▶ _RECORDS SHOWN_:
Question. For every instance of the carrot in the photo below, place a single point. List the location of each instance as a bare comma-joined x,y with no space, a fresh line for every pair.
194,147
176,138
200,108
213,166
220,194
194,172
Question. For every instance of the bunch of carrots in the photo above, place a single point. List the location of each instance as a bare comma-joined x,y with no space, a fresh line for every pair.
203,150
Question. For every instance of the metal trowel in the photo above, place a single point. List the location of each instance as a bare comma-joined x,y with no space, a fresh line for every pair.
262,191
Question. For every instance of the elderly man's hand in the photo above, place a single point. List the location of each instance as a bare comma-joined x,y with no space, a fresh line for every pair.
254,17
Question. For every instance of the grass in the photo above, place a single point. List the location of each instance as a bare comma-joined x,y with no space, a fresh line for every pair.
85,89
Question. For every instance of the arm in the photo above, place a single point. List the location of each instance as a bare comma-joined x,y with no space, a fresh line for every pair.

...

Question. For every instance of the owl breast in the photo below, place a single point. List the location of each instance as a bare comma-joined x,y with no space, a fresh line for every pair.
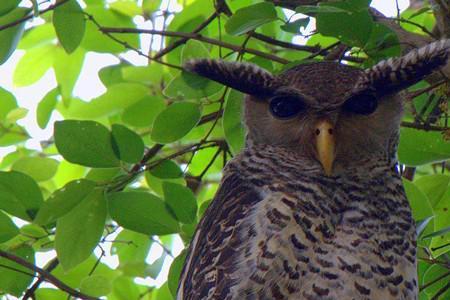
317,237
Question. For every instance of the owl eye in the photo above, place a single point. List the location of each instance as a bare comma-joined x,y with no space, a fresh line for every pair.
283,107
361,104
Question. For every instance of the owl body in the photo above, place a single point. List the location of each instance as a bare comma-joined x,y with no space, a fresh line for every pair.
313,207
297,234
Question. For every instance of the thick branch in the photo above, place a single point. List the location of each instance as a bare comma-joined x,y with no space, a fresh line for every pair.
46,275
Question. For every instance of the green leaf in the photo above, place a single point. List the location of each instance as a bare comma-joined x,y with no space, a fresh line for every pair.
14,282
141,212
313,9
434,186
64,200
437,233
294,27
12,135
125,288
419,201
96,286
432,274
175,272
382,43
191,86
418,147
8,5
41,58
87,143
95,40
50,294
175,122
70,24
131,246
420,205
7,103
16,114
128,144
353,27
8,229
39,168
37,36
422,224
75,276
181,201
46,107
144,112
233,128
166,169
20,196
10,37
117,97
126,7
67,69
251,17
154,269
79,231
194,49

...

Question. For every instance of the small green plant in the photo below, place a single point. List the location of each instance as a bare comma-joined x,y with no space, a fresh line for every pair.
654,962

▶ _PROMPT_:
Can you repeat every line between the lines holding "Question. For every instance of the metal" and "Question. For every instance of the arm", inclusive, keeping the wording unchanged and shifting each x and y coordinate in the answers up by 93? Give only those lines.

▶ _IN RESPONSE_:
Question. For every instance of the metal trowel in the photo above, place a single point. List the location of each instance as a bare comma-joined x,y with no space, a fresh line for every pair.
355,284
Question. For every instance of the elderly man's hand in the photo above, place a single point. List the location of each instance as a bare comma-joined x,y with no space, a fresh line for every pair.
347,110
Question. For every instance of the grass in the photo above, place a single point. List the location of each instance as a bare comma-joined x,y with no space, a fresh line for every pair.
178,182
Question. For every instance of the arm in the photo above, place a single point. List the location of each instance as a bare comma-joined x,y with no space, a fresh line for every pair.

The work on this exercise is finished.